**** DATASET ENTRIES

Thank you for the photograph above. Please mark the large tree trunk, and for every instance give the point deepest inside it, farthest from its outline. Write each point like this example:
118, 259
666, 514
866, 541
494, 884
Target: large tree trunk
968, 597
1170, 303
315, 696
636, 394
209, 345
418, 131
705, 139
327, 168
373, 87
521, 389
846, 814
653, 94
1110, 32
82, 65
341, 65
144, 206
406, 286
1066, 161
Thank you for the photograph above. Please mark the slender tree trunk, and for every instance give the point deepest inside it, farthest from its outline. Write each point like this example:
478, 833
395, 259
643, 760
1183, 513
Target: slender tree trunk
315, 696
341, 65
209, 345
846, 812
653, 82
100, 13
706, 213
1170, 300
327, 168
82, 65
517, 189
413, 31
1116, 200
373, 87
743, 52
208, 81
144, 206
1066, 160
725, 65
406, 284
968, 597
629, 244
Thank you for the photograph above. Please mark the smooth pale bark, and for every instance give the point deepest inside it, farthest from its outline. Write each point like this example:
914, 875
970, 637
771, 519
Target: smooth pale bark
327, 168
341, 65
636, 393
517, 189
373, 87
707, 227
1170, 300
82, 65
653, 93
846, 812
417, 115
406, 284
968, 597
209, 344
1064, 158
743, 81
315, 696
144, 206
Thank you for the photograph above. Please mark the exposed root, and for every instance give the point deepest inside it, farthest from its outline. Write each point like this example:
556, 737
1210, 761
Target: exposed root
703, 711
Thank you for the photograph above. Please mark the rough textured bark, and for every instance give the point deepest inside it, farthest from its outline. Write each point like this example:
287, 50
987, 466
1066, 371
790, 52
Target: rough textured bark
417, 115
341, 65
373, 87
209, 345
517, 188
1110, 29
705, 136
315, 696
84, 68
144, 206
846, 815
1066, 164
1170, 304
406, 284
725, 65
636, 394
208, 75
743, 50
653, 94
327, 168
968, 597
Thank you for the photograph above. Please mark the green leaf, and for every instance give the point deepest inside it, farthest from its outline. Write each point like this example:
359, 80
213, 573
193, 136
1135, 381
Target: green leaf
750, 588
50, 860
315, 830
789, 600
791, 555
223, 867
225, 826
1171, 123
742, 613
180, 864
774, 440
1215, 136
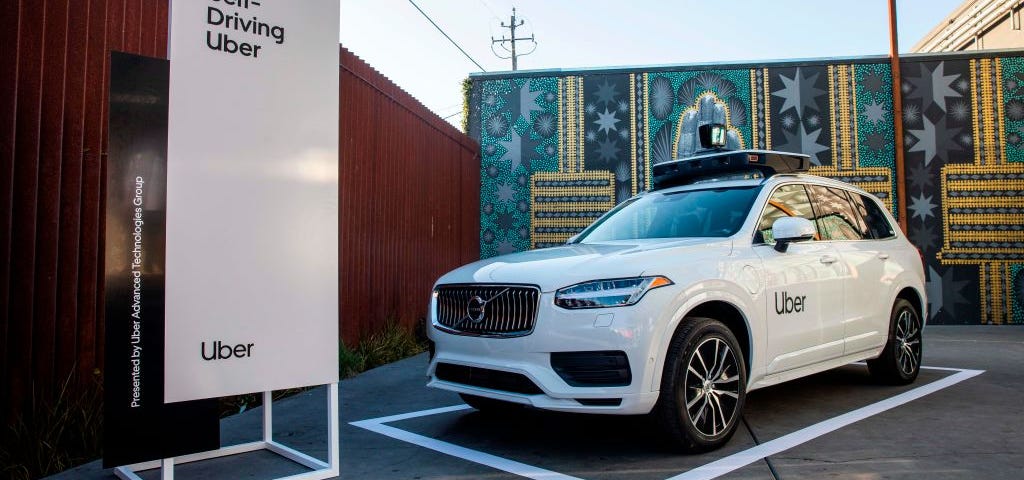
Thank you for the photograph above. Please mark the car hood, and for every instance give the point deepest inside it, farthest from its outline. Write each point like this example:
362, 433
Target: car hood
556, 267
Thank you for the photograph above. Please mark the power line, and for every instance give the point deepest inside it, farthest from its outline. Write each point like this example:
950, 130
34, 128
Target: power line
425, 15
502, 41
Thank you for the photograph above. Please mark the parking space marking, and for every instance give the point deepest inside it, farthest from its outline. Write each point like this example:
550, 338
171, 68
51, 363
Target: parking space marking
750, 455
512, 467
705, 472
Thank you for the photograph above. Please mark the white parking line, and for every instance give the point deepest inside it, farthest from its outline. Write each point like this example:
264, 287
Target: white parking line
739, 460
705, 472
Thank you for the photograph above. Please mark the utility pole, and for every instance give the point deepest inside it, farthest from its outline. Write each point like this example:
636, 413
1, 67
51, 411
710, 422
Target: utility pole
897, 118
502, 41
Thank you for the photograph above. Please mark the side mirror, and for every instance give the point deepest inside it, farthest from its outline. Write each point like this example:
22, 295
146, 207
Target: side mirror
788, 229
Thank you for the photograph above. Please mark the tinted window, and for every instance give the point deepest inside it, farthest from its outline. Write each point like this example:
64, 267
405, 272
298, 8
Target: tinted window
786, 201
859, 212
713, 212
878, 224
837, 219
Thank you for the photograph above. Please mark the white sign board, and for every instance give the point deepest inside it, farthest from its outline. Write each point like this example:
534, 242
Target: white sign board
252, 197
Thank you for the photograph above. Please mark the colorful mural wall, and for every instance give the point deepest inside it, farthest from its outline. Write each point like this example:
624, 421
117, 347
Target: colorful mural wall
560, 148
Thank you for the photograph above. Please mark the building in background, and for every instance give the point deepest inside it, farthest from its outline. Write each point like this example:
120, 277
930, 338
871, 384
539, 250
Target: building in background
977, 25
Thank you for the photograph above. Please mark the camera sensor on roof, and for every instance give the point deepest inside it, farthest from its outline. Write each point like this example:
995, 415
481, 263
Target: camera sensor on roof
712, 135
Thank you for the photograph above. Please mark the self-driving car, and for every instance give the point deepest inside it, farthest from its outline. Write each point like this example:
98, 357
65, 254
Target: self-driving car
737, 270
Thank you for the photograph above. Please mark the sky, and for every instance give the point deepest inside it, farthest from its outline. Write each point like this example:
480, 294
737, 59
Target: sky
394, 38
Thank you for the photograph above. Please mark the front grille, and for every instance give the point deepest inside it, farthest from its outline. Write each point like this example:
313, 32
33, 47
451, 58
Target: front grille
489, 310
485, 378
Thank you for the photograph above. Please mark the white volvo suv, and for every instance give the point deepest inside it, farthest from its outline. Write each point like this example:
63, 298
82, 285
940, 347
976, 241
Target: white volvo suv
735, 272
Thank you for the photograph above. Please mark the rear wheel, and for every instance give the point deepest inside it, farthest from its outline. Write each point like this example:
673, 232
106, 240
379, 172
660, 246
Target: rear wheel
704, 386
900, 360
489, 405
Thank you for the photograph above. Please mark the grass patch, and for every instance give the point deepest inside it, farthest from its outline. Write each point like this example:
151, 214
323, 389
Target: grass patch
60, 430
392, 343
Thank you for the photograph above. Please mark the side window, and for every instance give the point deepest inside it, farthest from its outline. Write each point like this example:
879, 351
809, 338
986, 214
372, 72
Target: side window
878, 223
859, 214
786, 201
837, 219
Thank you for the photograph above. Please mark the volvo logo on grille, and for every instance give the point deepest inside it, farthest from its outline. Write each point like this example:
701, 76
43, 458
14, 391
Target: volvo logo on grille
474, 309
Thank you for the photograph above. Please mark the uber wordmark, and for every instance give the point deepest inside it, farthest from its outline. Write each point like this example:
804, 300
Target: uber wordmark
245, 24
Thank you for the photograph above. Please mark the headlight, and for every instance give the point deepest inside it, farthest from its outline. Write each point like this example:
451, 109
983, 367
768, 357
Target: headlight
609, 293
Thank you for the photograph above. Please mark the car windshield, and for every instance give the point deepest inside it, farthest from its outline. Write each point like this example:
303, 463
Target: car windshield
712, 212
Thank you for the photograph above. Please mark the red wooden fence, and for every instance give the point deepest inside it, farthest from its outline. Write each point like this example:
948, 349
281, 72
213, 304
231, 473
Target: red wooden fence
410, 186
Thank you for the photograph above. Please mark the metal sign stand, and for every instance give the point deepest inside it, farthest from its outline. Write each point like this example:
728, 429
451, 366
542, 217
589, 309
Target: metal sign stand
320, 470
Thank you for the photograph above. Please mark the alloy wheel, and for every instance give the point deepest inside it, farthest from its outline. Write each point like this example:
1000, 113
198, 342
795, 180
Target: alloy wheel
712, 387
907, 342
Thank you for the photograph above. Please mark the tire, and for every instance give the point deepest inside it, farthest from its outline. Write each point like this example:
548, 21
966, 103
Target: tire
900, 359
489, 405
699, 411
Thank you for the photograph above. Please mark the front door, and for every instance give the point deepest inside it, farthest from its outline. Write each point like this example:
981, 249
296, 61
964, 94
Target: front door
803, 289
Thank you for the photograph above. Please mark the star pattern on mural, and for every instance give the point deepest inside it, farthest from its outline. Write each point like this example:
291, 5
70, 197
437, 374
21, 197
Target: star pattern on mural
803, 141
944, 292
933, 86
922, 207
606, 121
799, 92
935, 140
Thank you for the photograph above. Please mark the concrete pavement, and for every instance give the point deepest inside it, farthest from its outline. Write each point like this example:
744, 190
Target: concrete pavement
972, 429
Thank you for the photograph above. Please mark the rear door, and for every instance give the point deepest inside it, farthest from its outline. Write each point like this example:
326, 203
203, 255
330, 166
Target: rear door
843, 222
803, 287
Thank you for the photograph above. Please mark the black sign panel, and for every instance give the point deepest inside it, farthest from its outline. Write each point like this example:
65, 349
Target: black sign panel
138, 426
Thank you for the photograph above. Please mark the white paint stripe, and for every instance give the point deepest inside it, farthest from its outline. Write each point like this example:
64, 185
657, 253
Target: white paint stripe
412, 415
512, 467
742, 459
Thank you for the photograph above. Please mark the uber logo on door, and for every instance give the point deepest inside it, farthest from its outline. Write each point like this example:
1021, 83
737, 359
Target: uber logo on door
790, 304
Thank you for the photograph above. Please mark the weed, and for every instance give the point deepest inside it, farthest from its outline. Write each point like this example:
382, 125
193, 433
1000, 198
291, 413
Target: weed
59, 430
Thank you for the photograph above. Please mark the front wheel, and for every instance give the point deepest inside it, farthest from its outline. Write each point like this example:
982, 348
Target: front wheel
704, 386
900, 360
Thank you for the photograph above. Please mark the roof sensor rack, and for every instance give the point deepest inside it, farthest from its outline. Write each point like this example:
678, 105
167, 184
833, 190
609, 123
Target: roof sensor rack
727, 165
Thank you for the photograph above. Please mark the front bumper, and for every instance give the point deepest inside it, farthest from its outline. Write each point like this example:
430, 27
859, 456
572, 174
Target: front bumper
630, 330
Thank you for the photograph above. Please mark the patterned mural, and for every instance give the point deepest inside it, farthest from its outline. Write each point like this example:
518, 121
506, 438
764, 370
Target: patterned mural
558, 150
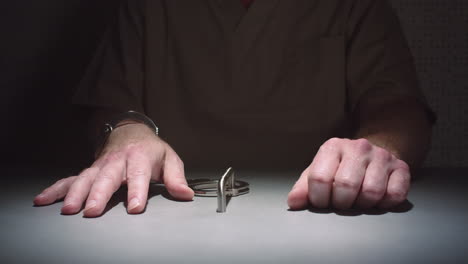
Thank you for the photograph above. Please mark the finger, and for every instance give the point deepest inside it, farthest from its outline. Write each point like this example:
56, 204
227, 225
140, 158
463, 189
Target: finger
107, 182
55, 192
321, 174
375, 181
79, 190
174, 177
138, 179
348, 180
397, 188
298, 196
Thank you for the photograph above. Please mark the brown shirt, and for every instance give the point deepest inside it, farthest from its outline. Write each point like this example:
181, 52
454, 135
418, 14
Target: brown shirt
259, 87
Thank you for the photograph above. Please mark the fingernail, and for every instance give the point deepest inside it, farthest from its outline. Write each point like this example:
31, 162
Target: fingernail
40, 196
134, 203
90, 205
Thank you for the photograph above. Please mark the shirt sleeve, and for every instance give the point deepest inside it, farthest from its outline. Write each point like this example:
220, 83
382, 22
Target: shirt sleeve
379, 61
114, 79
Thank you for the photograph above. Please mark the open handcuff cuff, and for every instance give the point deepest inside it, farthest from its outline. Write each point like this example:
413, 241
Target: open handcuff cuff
224, 188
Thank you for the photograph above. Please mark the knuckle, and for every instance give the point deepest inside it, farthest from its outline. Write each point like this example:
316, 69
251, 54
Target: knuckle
382, 155
136, 173
320, 176
399, 164
398, 195
373, 192
362, 145
113, 156
333, 143
348, 183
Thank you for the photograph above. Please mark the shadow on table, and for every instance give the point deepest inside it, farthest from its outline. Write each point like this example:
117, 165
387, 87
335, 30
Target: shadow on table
404, 207
120, 196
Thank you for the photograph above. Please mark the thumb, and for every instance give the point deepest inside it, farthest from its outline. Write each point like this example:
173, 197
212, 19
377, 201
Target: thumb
298, 196
174, 177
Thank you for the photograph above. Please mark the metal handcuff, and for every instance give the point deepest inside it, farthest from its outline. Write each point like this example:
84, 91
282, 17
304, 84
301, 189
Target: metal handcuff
226, 186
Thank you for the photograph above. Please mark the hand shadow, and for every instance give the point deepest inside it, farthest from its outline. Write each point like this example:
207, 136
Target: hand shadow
404, 207
120, 196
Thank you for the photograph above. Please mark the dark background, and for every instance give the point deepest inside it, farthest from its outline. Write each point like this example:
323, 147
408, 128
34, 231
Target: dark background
46, 45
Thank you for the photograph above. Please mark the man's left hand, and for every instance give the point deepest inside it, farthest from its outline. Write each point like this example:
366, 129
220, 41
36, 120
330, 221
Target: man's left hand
347, 173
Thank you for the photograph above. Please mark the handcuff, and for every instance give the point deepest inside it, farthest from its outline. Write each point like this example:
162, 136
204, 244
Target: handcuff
227, 186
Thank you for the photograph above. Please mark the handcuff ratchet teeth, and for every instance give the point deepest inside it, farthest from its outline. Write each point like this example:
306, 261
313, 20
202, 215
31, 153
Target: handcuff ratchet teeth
226, 186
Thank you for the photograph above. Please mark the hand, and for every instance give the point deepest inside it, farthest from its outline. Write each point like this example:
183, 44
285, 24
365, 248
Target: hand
133, 155
351, 172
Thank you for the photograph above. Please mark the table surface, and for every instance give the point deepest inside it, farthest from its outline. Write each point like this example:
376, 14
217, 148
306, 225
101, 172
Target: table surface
257, 228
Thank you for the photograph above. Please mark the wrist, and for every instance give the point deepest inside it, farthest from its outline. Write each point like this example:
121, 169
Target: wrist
137, 125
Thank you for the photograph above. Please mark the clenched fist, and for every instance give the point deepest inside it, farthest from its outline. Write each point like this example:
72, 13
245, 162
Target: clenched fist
349, 172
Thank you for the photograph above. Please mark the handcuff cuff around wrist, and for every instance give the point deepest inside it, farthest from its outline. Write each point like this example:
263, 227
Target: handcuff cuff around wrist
227, 186
131, 116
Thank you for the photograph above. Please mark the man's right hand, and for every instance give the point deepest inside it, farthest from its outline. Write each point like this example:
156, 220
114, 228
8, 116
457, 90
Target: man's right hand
133, 155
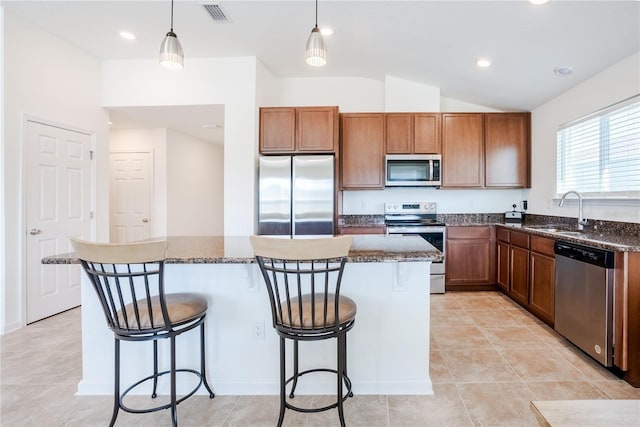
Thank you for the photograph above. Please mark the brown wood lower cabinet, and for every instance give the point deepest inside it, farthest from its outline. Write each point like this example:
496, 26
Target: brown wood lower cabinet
362, 230
542, 266
470, 258
526, 271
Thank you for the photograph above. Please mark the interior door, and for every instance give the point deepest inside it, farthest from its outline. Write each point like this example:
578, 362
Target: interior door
130, 196
58, 206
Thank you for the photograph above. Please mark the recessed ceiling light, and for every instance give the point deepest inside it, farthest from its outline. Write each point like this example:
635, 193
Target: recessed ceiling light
563, 71
326, 31
127, 35
483, 62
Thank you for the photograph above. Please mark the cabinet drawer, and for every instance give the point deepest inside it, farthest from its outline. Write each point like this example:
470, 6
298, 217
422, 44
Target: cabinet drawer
502, 235
362, 230
542, 245
471, 232
520, 239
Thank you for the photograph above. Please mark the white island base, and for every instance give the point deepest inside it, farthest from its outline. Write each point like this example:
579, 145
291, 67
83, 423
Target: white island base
388, 348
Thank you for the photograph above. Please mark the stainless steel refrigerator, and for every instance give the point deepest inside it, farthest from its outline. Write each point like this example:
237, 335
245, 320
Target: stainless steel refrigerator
296, 195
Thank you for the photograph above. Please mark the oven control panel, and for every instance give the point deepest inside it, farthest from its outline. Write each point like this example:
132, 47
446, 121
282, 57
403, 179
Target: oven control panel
410, 207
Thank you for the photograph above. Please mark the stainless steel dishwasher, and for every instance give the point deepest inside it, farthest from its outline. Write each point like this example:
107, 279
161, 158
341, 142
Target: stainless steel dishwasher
584, 298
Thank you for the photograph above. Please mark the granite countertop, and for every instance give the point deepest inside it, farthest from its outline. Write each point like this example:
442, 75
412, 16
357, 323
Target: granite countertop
587, 413
613, 242
237, 250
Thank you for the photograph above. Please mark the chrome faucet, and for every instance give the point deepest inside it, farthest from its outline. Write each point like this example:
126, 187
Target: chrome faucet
582, 221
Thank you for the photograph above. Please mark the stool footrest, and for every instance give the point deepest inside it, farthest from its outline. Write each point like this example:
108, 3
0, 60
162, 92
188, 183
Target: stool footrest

********

**THE TASK:** Starting with the line containing "steel dishwasher, and" and going on through the end of the data, rewrite those lines with "granite" swapped for "marble" and everything else unchanged.

**EXERCISE RESULT:**
Thank you for the photograph above. Please mark the stainless steel dishwasher, and for every instance give the point deepest inside it, farthest from its outline. Write each point like this example:
107, 279
161, 158
341, 142
Target: stainless steel dishwasher
584, 298
Thank you for the photograph above. Please mark the marble countertop, and for every instance give the point deepest inside it, farthest from its outline. Write each point like this example:
442, 75
412, 16
357, 323
Target: marble countertop
587, 413
613, 242
237, 250
Thank you for the photograph above. Please mark the chrome faucet, and for every instance give the point deepest inside it, farthest from its outline. Write each point like this example:
126, 187
Target: chrome faucet
582, 221
Thank you for the photograph above. Please mark the stool footrest, and for every instance give the point deepest inside it, farthest from its outline. Write each point like this example:
108, 3
0, 60
162, 92
188, 183
Target: stool footrest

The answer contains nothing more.